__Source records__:
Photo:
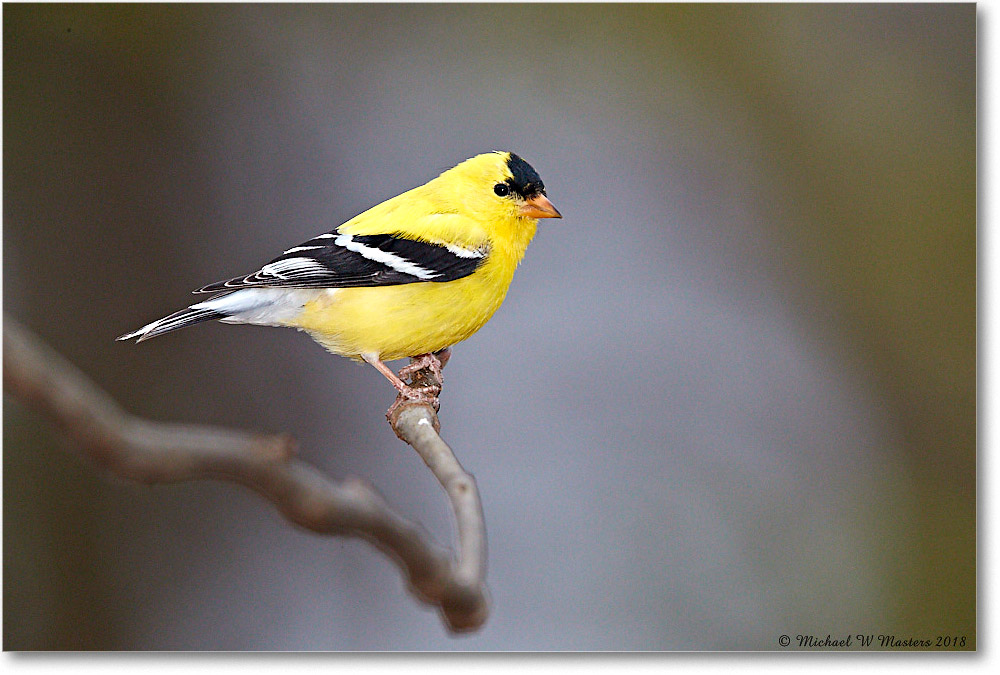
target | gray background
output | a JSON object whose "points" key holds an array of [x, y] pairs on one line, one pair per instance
{"points": [[731, 395]]}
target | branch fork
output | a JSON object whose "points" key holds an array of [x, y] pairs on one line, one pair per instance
{"points": [[153, 452]]}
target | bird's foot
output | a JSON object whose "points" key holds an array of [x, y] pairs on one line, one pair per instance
{"points": [[423, 395], [432, 362], [424, 387]]}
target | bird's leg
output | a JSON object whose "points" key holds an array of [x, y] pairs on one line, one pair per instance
{"points": [[432, 362], [415, 393]]}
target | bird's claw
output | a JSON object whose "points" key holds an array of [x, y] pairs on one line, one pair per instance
{"points": [[429, 361]]}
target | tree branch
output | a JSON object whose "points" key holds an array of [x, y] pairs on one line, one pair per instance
{"points": [[154, 452]]}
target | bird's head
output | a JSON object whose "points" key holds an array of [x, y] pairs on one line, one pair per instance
{"points": [[498, 186]]}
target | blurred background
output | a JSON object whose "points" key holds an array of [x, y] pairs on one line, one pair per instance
{"points": [[731, 395]]}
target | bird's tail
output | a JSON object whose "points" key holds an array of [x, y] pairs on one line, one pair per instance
{"points": [[262, 306], [185, 317]]}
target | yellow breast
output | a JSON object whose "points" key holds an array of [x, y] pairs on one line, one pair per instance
{"points": [[400, 321]]}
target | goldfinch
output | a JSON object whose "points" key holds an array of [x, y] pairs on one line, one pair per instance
{"points": [[407, 278]]}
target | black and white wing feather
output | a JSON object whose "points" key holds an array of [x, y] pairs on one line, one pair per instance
{"points": [[335, 260]]}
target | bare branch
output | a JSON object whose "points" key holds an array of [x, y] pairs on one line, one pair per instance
{"points": [[154, 452]]}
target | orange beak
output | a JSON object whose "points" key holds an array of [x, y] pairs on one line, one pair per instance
{"points": [[539, 206]]}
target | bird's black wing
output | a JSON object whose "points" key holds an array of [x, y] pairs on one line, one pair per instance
{"points": [[335, 260]]}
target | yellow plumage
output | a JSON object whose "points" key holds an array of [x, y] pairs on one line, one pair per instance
{"points": [[459, 208], [409, 277]]}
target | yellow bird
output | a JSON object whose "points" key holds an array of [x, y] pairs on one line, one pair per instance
{"points": [[407, 278]]}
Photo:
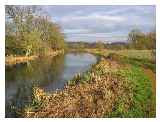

__WHAT IS NEEDED__:
Reproduce the lines from the one containing "target | yellow plumage" through the end of the records, inclusive, with every point coordinate in the answers shifted by adding 115 and the requests left as they are. Omit the pictures.

__TASK ANSWER__:
target | yellow plumage
output | a JSON object whose "points" key holds an array of [x, y] pairs on one line, one pair per instance
{"points": [[574, 323], [524, 392]]}
target | yellow bird
output | a JSON object whose "points" key holds an array of [x, y] pairs on one line, one pair per instance
{"points": [[522, 393]]}
Photo:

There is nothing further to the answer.